Task requirements =>
Please substitute "vent hood" for "range hood" in the rows below and give them again, changing nothing else and leaving the pictures out.

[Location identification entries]
********************

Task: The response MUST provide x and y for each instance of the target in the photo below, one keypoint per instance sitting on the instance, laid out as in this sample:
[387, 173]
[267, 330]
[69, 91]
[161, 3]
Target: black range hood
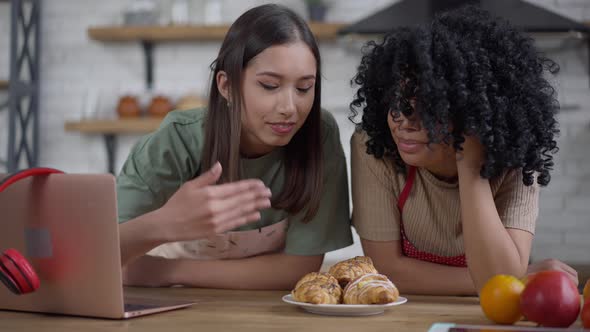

********************

Task solution =>
Task: The response MUST provide x and y for each instance of the target in the photo below, one keypoint per instance sitting on the instance, laid out as in this sample:
[387, 173]
[267, 330]
[69, 91]
[161, 3]
Target: black vent hood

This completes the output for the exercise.